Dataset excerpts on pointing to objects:
* BEGIN *
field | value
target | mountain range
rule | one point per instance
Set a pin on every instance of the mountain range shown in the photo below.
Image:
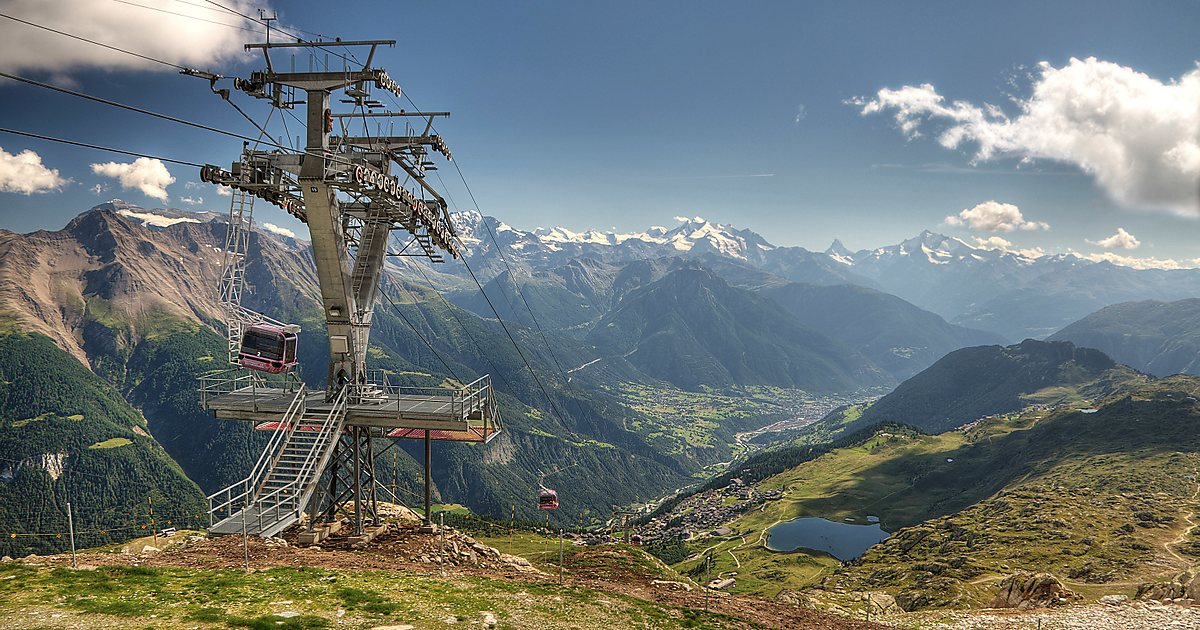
(1156, 337)
(1012, 294)
(129, 294)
* END *
Return the lines in these records exactly as they appear, without the pictures.

CORRECT RESPONSE ::
field | value
target | mountain range
rule | one point per instance
Set a pin on every instance of the mountain range shown in the photo below.
Image:
(1156, 337)
(1012, 294)
(129, 294)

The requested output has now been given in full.